**EXERCISE REQUIREMENTS:** Output every line of the data below without any changes.

Labeled box records:
-*-*-
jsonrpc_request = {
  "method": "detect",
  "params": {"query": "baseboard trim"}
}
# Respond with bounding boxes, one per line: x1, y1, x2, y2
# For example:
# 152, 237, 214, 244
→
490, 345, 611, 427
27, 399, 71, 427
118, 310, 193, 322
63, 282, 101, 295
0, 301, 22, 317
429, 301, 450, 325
-*-*-
**THE REPLY:**
jsonrpc_request = {
  "method": "detect",
  "params": {"query": "baseboard trim"}
}
# Respond with bounding boxes, one per line: x1, y1, x2, y2
# For example:
# 152, 237, 214, 244
→
490, 345, 611, 427
27, 399, 71, 427
118, 310, 193, 322
63, 282, 101, 295
0, 301, 22, 317
429, 301, 450, 325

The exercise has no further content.